# GOAL OF THE EXERCISE:
Update all of the material below by replacing "Mark each instance with a dot" with "Place a dot on each instance" wherever it appears, and leave everything else unchanged.

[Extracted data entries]

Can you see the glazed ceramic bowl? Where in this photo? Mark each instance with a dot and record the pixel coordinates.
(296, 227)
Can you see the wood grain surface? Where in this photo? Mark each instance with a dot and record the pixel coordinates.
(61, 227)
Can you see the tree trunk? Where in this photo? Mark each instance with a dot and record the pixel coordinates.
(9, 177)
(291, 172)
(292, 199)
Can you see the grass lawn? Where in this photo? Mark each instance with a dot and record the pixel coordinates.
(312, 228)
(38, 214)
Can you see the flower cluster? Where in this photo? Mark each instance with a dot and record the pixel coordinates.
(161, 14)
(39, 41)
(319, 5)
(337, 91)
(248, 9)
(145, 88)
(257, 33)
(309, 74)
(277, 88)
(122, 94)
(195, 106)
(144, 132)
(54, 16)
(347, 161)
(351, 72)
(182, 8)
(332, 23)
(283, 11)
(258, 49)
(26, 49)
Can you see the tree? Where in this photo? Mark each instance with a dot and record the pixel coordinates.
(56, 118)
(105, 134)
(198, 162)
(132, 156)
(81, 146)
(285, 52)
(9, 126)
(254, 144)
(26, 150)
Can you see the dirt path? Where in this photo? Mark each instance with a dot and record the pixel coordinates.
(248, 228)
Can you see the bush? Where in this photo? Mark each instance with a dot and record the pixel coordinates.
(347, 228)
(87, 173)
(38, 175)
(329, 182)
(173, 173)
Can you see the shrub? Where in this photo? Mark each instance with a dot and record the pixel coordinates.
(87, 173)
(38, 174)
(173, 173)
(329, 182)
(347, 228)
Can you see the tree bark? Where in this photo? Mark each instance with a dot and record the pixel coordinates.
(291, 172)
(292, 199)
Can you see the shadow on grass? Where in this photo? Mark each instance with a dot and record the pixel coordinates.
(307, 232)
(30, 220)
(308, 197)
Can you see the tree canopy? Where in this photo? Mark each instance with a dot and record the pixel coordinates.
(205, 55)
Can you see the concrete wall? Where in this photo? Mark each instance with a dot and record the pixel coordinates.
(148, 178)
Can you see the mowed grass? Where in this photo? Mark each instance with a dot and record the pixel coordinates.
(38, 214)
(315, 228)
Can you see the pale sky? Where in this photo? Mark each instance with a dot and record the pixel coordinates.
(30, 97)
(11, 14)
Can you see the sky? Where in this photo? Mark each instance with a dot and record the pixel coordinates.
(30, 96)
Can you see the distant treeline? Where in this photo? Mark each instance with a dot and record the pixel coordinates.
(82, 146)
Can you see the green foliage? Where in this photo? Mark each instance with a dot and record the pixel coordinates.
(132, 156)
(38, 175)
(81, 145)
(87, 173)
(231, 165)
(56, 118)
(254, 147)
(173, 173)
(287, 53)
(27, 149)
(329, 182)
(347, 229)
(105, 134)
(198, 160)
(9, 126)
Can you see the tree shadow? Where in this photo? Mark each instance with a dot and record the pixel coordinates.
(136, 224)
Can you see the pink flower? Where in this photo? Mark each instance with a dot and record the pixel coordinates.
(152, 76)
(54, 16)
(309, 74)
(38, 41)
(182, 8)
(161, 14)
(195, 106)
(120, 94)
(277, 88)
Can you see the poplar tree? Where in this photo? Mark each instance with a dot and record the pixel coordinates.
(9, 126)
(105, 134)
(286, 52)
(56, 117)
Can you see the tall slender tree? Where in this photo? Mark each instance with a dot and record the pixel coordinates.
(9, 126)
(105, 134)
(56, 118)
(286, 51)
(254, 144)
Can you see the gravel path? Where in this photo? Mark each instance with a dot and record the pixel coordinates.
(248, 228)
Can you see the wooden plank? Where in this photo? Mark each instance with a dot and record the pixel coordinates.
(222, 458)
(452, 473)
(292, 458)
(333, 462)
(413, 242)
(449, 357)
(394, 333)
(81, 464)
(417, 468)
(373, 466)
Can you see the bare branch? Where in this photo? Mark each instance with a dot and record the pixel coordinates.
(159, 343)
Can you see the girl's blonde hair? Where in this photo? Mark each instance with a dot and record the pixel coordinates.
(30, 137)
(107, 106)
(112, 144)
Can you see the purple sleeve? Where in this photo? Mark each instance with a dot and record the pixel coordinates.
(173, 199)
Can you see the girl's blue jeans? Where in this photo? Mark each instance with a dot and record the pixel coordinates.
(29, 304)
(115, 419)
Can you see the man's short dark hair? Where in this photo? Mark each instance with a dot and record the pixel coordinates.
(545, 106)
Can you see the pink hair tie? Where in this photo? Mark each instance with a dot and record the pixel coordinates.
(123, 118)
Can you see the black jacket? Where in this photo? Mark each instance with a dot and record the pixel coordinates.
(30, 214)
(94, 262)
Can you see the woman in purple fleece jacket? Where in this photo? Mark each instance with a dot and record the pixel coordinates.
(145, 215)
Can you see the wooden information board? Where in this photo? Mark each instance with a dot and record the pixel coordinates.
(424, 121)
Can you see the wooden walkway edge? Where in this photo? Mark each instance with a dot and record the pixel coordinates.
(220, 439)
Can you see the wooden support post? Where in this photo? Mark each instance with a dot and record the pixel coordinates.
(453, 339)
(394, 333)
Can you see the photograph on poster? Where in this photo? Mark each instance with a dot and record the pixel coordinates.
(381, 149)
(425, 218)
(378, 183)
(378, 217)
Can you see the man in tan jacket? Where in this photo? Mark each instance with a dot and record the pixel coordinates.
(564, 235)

# FINAL RESULT:
Can you see the glazed ceramic bowl? Where in this photo? Place a dot on each instance and record the pixel coordinates.
(296, 227)
Can you see the wood grain surface? Where in this photo? Place a dot on each instance and record the pixel coordinates.
(61, 227)
Can you see the tree trunk? Where in this photo? Place a dot on each instance and record the pixel coordinates.
(9, 177)
(291, 172)
(292, 199)
Can you see the grass lawn? Where in this photo? Place a dot on each instance and record the pixel coordinates.
(312, 228)
(38, 214)
Can you see the flower cluster? Where in this photo? Place a dot on each instance and record the pixel coordinates.
(161, 14)
(39, 41)
(319, 5)
(337, 91)
(248, 9)
(145, 88)
(257, 33)
(309, 74)
(277, 88)
(122, 94)
(195, 106)
(144, 132)
(54, 16)
(347, 161)
(351, 72)
(182, 8)
(332, 23)
(283, 11)
(258, 49)
(26, 49)
Can you see the tree? Where in this photo? Place a dot on each instance and record the pixel coordinates.
(56, 118)
(105, 134)
(198, 162)
(132, 156)
(81, 146)
(285, 52)
(9, 126)
(254, 144)
(26, 150)
Can you see the dirt path? Where in this photo? Place a dot on each instance and record the pixel coordinates.
(248, 228)
Can you see the bush? Where in this photo? Place a dot on each instance and record the pixel coordinates.
(347, 228)
(87, 173)
(38, 175)
(329, 182)
(173, 173)
Can you see the shrub? Where in this photo? Place a dot on each instance and record the pixel coordinates.
(87, 173)
(38, 174)
(173, 173)
(329, 182)
(347, 228)
Can you see the tree bark? Where in this photo? Place a dot on each instance and record the pixel coordinates.
(291, 172)
(292, 199)
Can you see the shadow on grass? Where in this photo? Place a dot on each instance and record the pixel coordinates.
(307, 232)
(30, 220)
(308, 197)
Can you see the tree canopy? Where in this photo? Place a dot on each instance and record the pixel coordinates.
(205, 55)
Can you see the concrete wall? Where in this photo? Place a dot on each instance and record the pixel coordinates.
(148, 178)
Can you see the mowed grass? Where in this photo? Place a dot on each instance and record the pixel coordinates.
(38, 214)
(315, 228)
Can you see the pale sky? Where in this photo? Place a dot on each instance and record the pixel coordinates.
(30, 97)
(11, 14)
Can you see the sky? Where in this photo? Place a dot on each instance and record the pixel coordinates.
(30, 96)
Can you see the distant treeline? Where in this photo? Place a dot on each instance and record the pixel coordinates.
(82, 146)
Can you see the green foliage? Where in this photo? Place a dot on each instance and record the pixel coordinates.
(132, 156)
(38, 175)
(81, 145)
(87, 173)
(231, 165)
(56, 118)
(254, 147)
(173, 173)
(287, 53)
(27, 149)
(329, 182)
(347, 229)
(105, 134)
(198, 160)
(9, 126)
Can you see the tree shadow? Where in this photo? Place a dot on each instance and record the pixel coordinates.
(136, 224)
Can you see the pink flower? Where in this photo? Place a dot on each instance and record the pixel coordinates.
(152, 76)
(54, 16)
(309, 74)
(38, 41)
(182, 8)
(161, 14)
(195, 106)
(120, 94)
(277, 88)
Can you see the poplar tree? Where in this photo? Place a dot on each instance and record the pixel coordinates.
(9, 126)
(105, 134)
(286, 52)
(56, 117)
Can you see the tall slender tree? Where in this photo? Place a dot on each instance and record the pixel coordinates.
(9, 126)
(105, 134)
(56, 118)
(286, 51)
(254, 144)
Can you see the gravel path? Where in this photo? Place a dot on each instance and record the pixel coordinates.
(248, 228)
Can you see the wooden plank? Where in this photo? Place a dot on each instance and record the pixel coordinates.
(222, 458)
(452, 473)
(292, 458)
(333, 462)
(413, 242)
(449, 357)
(394, 333)
(81, 464)
(417, 468)
(373, 466)
Can you see the bare branch? Where in this photo? Place a dot on each instance and record the pixel coordinates.
(159, 343)
Can you see the girl's blonde hair? Where in this photo? Place a dot on each instance and record the pixel coordinates.
(30, 137)
(107, 106)
(112, 144)
Can you see the purple sleeve? Where in this photo? Place a dot on each instance and record the pixel coordinates.
(173, 199)
Can you see the girl's blue jeans? Where in this photo? Place a dot on each instance and record the pixel coordinates.
(29, 304)
(115, 419)
Can you see the man's short dark hair? Where in this photo? Place a dot on each instance and record the pixel coordinates.
(545, 106)
Can you see the pink hair tie? Where in this photo? Place a dot on each instance and record the pixel coordinates.
(123, 118)
Can you see the black jacket? Where in this photo? Place a dot on each instance and record the pixel coordinates.
(30, 214)
(94, 262)
Can you see the woman in purple fleece jacket? Where in this photo? Place a dot on each instance and record the pixel coordinates.
(145, 215)
Can you see the wooden information board? Where in this photo? Place a dot on each instance and record the pixel coordinates.
(424, 121)
Can you see the wooden walkway edge? Where in this photo? Place a dot on each instance and record the pixel coordinates.
(220, 439)
Can you see the wooden support post? Where in this photo? Place a dot on each instance and record the pixel coordinates.
(453, 339)
(394, 333)
Can you see the photograph on poster? Where in this photo? Place a dot on each instance and record the pixel coordinates.
(381, 149)
(425, 218)
(378, 183)
(378, 217)
Can you see the man in tan jacket? Where in this photo? Place a dot on each instance and record the pixel coordinates.
(564, 235)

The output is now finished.